### INFORMATION SUPPLIED:
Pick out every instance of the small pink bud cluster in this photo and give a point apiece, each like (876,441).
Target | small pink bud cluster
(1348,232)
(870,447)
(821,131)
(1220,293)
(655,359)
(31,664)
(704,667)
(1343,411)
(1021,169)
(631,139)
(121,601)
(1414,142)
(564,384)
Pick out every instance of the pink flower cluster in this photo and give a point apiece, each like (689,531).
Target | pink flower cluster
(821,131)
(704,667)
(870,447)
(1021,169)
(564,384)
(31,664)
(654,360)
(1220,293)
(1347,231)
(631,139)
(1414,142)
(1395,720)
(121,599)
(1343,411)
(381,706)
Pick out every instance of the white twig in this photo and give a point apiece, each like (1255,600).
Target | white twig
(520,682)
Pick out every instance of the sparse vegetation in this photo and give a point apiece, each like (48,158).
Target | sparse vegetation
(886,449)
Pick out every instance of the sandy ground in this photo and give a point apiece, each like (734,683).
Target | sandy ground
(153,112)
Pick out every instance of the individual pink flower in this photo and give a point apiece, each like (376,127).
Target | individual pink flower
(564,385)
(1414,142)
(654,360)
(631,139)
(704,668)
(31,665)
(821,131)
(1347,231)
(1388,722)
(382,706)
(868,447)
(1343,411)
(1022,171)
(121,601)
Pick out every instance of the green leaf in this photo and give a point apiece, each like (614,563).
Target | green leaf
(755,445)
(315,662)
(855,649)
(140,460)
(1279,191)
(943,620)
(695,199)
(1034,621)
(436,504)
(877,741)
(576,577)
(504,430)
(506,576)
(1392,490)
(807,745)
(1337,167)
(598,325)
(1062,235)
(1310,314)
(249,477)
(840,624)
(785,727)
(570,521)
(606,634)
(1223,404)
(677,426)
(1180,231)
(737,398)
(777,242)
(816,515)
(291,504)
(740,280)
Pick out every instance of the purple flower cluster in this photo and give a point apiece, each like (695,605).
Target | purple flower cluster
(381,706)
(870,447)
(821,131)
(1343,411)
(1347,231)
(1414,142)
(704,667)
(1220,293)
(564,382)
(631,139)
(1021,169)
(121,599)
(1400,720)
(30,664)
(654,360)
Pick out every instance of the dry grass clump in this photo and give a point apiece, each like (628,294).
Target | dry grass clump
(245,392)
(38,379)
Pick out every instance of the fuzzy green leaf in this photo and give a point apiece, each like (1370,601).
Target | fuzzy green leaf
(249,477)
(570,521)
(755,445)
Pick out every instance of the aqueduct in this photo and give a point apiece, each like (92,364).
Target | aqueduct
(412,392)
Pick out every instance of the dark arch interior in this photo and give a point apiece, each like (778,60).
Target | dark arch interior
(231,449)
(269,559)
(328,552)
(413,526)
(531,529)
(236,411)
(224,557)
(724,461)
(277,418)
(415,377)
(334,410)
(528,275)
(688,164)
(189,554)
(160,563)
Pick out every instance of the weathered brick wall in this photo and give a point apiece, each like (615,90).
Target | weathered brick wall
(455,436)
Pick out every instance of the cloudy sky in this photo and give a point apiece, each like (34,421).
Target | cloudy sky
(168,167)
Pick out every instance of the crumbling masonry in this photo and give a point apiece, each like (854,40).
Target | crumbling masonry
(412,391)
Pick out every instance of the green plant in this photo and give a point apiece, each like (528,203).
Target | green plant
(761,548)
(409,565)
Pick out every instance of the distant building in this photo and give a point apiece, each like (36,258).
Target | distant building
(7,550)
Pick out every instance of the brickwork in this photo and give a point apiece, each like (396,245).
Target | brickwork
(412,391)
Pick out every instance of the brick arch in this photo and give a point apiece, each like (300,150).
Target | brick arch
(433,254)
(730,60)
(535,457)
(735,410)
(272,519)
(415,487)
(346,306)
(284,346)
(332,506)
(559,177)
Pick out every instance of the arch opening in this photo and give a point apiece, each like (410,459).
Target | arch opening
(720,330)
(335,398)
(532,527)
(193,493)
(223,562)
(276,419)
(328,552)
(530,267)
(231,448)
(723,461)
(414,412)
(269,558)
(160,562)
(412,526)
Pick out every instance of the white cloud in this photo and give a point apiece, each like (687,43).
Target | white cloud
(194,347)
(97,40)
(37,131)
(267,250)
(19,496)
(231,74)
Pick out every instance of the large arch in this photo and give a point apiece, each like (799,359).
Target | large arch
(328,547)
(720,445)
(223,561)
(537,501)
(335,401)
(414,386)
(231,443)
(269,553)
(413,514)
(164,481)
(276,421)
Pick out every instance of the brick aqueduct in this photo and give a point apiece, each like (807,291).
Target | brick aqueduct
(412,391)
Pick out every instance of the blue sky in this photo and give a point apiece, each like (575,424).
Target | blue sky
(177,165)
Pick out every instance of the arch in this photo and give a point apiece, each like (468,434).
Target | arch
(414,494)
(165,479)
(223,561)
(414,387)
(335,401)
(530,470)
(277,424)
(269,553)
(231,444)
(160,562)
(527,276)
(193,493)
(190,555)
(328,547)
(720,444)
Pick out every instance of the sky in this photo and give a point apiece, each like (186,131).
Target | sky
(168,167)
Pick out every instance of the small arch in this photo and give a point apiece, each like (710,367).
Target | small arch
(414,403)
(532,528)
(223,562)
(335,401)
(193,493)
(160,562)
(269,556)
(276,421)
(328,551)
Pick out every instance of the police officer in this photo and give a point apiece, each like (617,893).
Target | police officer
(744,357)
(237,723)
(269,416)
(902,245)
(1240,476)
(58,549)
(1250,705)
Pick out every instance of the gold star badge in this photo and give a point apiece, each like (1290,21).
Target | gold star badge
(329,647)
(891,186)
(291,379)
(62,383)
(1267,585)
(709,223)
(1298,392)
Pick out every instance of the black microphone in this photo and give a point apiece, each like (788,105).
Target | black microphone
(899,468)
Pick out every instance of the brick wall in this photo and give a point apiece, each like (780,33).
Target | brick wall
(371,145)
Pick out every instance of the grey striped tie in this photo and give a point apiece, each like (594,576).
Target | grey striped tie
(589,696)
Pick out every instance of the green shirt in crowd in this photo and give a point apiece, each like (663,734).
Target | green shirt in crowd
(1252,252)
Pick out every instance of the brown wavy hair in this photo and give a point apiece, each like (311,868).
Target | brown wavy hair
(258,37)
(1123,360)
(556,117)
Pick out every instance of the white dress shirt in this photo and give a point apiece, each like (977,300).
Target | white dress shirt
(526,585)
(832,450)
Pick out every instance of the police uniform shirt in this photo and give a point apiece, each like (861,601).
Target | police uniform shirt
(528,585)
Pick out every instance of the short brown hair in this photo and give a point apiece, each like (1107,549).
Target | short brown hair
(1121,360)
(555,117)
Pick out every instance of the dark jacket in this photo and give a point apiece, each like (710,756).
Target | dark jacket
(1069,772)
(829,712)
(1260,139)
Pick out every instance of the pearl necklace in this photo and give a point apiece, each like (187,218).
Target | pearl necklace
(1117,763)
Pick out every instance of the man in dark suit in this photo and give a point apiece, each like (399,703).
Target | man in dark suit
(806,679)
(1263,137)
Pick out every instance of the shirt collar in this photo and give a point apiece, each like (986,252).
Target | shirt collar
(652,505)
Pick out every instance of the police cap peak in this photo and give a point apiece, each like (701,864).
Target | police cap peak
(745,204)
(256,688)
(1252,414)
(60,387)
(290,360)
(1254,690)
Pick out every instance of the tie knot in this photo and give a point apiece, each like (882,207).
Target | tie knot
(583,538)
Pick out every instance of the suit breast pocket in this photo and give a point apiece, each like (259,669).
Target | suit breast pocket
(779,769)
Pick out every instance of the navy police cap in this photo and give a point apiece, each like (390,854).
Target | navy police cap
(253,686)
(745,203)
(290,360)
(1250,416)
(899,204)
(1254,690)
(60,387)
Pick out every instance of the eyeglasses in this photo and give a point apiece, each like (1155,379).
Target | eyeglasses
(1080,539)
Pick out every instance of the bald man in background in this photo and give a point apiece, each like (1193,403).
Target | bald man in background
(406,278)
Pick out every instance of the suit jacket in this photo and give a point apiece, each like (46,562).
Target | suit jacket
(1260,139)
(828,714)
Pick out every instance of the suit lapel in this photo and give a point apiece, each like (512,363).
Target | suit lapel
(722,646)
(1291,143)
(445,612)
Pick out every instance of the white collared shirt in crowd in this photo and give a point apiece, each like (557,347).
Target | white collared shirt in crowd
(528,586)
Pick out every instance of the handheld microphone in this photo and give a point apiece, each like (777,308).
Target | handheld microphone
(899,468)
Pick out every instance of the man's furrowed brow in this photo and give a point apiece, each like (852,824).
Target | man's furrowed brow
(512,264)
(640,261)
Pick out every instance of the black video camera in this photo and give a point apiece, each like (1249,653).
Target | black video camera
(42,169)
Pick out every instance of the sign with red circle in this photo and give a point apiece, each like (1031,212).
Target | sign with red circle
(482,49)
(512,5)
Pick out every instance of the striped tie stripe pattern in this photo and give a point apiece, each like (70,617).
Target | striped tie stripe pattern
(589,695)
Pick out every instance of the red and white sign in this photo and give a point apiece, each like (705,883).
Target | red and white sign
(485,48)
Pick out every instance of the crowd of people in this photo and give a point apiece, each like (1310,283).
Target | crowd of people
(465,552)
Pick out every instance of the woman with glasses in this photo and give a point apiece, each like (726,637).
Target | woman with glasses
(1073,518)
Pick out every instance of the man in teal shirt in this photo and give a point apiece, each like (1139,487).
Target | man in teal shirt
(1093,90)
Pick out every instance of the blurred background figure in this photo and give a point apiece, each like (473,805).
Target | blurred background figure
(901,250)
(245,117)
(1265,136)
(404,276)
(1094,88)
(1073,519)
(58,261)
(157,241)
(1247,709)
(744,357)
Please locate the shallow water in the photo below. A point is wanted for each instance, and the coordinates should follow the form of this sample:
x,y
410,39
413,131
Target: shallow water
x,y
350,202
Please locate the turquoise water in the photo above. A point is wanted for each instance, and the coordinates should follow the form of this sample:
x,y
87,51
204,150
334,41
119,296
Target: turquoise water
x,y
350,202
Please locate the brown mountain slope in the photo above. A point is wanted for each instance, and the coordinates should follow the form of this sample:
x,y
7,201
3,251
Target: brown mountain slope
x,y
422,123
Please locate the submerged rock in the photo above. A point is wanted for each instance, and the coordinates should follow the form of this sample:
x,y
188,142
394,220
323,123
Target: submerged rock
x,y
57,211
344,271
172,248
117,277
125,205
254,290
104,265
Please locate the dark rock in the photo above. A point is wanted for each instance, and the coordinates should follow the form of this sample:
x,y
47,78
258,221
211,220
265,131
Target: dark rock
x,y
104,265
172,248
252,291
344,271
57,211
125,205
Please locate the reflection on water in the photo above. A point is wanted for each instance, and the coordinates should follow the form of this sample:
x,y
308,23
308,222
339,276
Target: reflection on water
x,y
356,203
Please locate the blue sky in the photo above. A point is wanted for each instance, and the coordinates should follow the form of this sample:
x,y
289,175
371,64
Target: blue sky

### YOUR GOAL:
Write out, from the lines above, only those from the line with "Pick out every instance of the dry" to the line with "Pick out every instance of the arch opening", exactly as given, including the first and the last.

### SOLVED EXERCISE:
Pick out every instance of the dry grass clump in this photo and give a point apiece, each like (628,294).
Target | dry grass clump
(245,392)
(38,379)
Pick out every instance of the fuzzy green leaf in this photo and give a point apiece, each like (1370,601).
Target | fuzzy green leaf
(249,477)
(570,521)
(755,445)
Pick out every instance of the aqueduct in this photo and give a point apiece, each like (92,364).
Target | aqueduct
(412,392)
Pick out every instance of the dark arch interior in this photo and give a point apiece, each like (778,60).
Target | dark arch interior
(231,449)
(269,559)
(328,552)
(413,526)
(531,529)
(236,411)
(224,557)
(724,461)
(277,418)
(415,377)
(334,410)
(528,275)
(688,164)
(189,554)
(160,563)
Pick out every instance of the weathered brick wall in this photo and give a point apiece, each like (615,90).
Target | weathered brick wall
(455,436)
Pick out every instance of the cloudy sky in this photo and give a point apiece, each like (34,421).
Target | cloudy sky
(168,167)
Pick out every instance of the crumbling masonry in this photo and give a point apiece, each like (854,40).
Target | crumbling masonry
(412,391)
Pick out every instance of the green plant in this photo and give a point apiece, each like (528,203).
Target | green plant
(761,548)
(409,565)
Pick out every instance of the distant building in this photo and give a point apiece, each like (36,258).
Target | distant building
(7,550)
Pick out every instance of the brickwork in this photo and give a point apiece, each like (396,245).
Target | brickwork
(412,391)
Pick out every instance of the brick arch in this photo and give a point apiece, each like (300,150).
Target | brick arch
(433,254)
(730,60)
(535,457)
(735,410)
(272,519)
(415,487)
(346,306)
(284,346)
(332,506)
(559,177)
Pick out every instance of the arch opening in this photo and give a point apiece, each like (410,459).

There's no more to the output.